- Excerpted passage -
In the Bavarian Alps a small mountain resort town, Garmisch-Partenkirchen, is famous for its spectacular views and NATO’s Marshall Center for Security Studies, which is based there. Nearby is a pretty hotel, Atlas, with a traditional Bavarian three-story lodge that is a twenty-minute walk from the Marshall Center. Founded in the early sixteenth century as a tavern, the hotel proudly lists among its previous guests Duke Ludwig from Bavaria, the Prince of Wales, and the King of Jordan. Every April, for almost a week, the hotel hangs a Russian flag from its balcony, hung personally by Sherstyuk, who, since 2007, has been bringing to the lodge a group of Russian and American generals and high-placed officials to talk quietly about information security and cyber conflict. The first two days are always reserved for general discussions, mostly on cyber security and what kind of research is required. Russians gathered in one part of the hotel, and non-Russians gathered in another, partly because many Russians didn’t speak English, and most Americans didn’t speak Russian. The third day was devoted to individual meetings. The real business was conducted in closed rooms with only a few participants. Klimashin was among the guests, as well as Krutskikh, who never tired of making speeches and arguing for agreement on “terms and definitions” in cyberspace and for greater UN involvement in Internet governance. He favored the United Nations because it was filled with governments, not companies, and many of them were sympathetic to Russia’s desire to control the Internet within their borders.[8]

The US government took the gatherings in Garmisch very seriously every year. High-level officials were sent; in 2010 the US delegation included Christopher Painter, the second-ranking White House official on cyber security, and Judith Strotz, the director of the State Department’s Office of Cyber Affairs.[9]

Russian officials in charge of information security often spoke bitterly of US domination of the Internet, believing all the tools and mechanisms for technical control were in US hands. Their main target was the Internet Corporation for Assigned Names and Numbers, known as ICANN, a nonprofit organization headquartered in California. In 1997 President Clinton directed the secretary of commerce to privatize the management of the domain name system, a critical part of the Internet that serves as a giant warehouse of web addresses looked up every time a user wants to go somewhere online. The Defense Advanced Research Projects Agency, the National Science Foundation, and other US research agencies had previously performed this task. On September 18, 1998, ICANN was created and given a contract with the US Department of Commerce to oversee a number of Internet-related tasks, but the most important among them was to manage the distribution of domain names worldwide. In the 2000s other nations campaigned to have a greater role in ICANN, but the Kremlin’s idea was more radical: to strip ICANN of its powers.

- Required task 1 -
In the records from the start to the line with "M 183 72 L 114", rename "beige stucco house" to "tan stucco house" and give those lines back with nothing else changed. Leave the pictures out of the answer.
- Required task 2 -
Extend the passage on the Garmisch cyber security meetings and the Russian campaign against ICANN, picking up after its final sentence.

(Labeled area outline items)
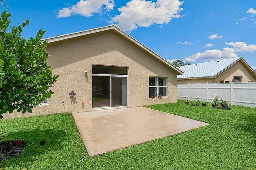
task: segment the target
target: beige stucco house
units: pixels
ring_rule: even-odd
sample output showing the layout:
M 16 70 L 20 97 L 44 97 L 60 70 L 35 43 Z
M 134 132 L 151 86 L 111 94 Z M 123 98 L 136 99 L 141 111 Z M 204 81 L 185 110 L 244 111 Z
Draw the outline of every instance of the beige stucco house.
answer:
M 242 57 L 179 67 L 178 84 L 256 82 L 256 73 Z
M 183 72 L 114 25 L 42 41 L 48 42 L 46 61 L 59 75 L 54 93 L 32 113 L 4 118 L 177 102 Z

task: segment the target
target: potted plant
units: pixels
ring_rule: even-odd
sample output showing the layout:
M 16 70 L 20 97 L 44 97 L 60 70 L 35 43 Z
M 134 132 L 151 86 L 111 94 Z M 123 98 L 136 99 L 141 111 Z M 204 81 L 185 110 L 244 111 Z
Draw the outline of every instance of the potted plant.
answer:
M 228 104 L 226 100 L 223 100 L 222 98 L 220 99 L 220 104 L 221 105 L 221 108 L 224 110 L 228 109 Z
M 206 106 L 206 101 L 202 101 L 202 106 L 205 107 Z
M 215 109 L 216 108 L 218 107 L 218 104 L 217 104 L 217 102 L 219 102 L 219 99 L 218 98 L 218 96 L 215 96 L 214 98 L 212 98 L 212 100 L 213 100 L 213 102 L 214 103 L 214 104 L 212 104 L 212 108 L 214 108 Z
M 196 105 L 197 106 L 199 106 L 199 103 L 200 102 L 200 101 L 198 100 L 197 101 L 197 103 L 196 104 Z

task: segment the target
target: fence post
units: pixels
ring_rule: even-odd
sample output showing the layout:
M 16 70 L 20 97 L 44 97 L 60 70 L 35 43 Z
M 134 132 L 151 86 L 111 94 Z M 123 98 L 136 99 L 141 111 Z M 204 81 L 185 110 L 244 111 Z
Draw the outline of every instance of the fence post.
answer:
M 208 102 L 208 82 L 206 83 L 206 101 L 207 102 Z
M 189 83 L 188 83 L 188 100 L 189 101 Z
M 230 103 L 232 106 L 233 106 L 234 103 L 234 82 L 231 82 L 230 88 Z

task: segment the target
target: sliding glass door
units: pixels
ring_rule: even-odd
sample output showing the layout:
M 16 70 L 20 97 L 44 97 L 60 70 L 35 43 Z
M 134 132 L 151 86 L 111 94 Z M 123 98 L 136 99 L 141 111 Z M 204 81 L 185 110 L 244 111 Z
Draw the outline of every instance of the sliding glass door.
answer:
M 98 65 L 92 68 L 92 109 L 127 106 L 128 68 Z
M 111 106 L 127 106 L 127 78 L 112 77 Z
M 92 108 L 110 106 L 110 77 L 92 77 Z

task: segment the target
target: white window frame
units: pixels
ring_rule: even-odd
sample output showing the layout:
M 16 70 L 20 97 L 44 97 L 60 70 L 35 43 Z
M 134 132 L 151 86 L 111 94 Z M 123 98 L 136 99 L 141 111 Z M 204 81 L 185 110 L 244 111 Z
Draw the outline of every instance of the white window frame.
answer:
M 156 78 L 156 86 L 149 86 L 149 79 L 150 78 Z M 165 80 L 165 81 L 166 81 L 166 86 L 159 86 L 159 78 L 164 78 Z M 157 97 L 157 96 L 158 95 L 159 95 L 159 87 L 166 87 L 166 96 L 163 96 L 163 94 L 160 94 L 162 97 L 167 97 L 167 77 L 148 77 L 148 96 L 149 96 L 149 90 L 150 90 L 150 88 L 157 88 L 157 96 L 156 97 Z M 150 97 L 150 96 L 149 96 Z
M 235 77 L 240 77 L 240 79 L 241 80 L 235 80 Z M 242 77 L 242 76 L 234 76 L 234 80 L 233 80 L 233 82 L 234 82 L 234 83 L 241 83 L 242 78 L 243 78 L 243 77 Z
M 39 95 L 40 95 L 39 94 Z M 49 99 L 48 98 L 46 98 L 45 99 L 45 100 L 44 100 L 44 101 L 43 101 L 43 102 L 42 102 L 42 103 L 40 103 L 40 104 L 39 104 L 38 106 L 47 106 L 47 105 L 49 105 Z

- Exercise response 1 -
task: segment the target
target: tan stucco house
units: pixels
ring_rule: even-odd
sample output showing the layout:
M 16 70 L 20 97 L 44 97 L 60 70 L 35 43 Z
M 134 132 L 151 86 L 111 94 Z M 123 98 L 136 99 L 141 111 Z M 204 81 L 185 110 L 244 111 Z
Draw the outline of every instance of the tan stucco house.
answer:
M 242 57 L 179 67 L 178 84 L 256 82 L 256 73 Z
M 183 72 L 114 25 L 42 41 L 48 42 L 46 61 L 59 75 L 54 93 L 32 113 L 4 118 L 177 102 Z

- Exercise response 2 -
The president of ICANN, Paul Twomey, hastened to the second gathering in Garmisch in 2008. He and other high-ranking ICANN representatives tried to keep open channels of communications with the Russians. One of the top US ICANN representatives who made sure always to attend was George Sadowsky. Looking always professorial, he taught mathematics at Harvard and was a technical adviser to the United Nations in the 1970s. In 2001 Sadowsky became executive director of the Global Internet Policy Initiative, which promoted Internet freedoms in the former Soviet Union and Central Asia. In 2009 he was selected to the board of directors of ICANN. Sadowsky had a great deal of experience in dealing with Russian officials. He found the endless discussions to be frustrating, as both sides saw the world differently and had trouble even agreeing to a common language about the Internet; there were very basic divisions over definitions regarding the Internet. “Is it a communications service or is it an information service?” he recalled. “And this went on, and on, and on.”[10] In Garmisch both Russians and Americans tried to be pleasant and friendly, but they were at a stalemate. And with each passing year the discussions became increasingly difficult—after the conference in 2010 Sadowsky admitted, “The Russians have a dramatically different definition of information security than we do; it’s a broader notion, and they really mean state security.”[11]

When the Russian officials failed to get an agreement with the United States about ICANN, they shifted strategy, looking for a new way to assert more sovereignty over the Internet. This new approach led them to the International Telecommunications Union, or ITU. With headquarters in Geneva, the organization was originally established in 1895 to regulate the telephone and telegraph. It is a specialized UN agency, and as such, it is dependent on the member states.

The ITU was not involved in Internet governance until late 2006, when Hamadoun I. Tour? was elected its secretary general. Tour? made the Internet a central issue for the ITU from the start of his tenure. A citizen of Mali, he speaks fluent Russian and studied at the Communications Institute in Leningrad, the same institute where Boris Goldstein, one of the main Russian experts on SORM, studied and has been working for decades. Tour? was well known in and maintained close ties with Russia—he was first elected and then, in 2010, reelected with the full support of Russia. As secretary general of ITU, he became very critical of ICANN, and in August 2010 he even refused Rod Beckstrom, then chief executive and president of ICANN, permission to attend an ITU conference.

Krutskikh spotted all this jockeying and, frustrated by the failures to change ICANN, moved to promote a larger role for the ITU. This was a surprising development for Sadowsky. When he met Krutskikh at a Moscow conference in 2008, the Russian official was pleasant and restrained. But it was another story two years later when they met again at the same conference. Sadowsky said something unfavorable about the ITU, and Krutskikh responded emotionally and forcefully, interrupting the American midremarks.

For Sadowsky, it seemed like Krutskikh—and Russia—had wagered a big bet on the ITU.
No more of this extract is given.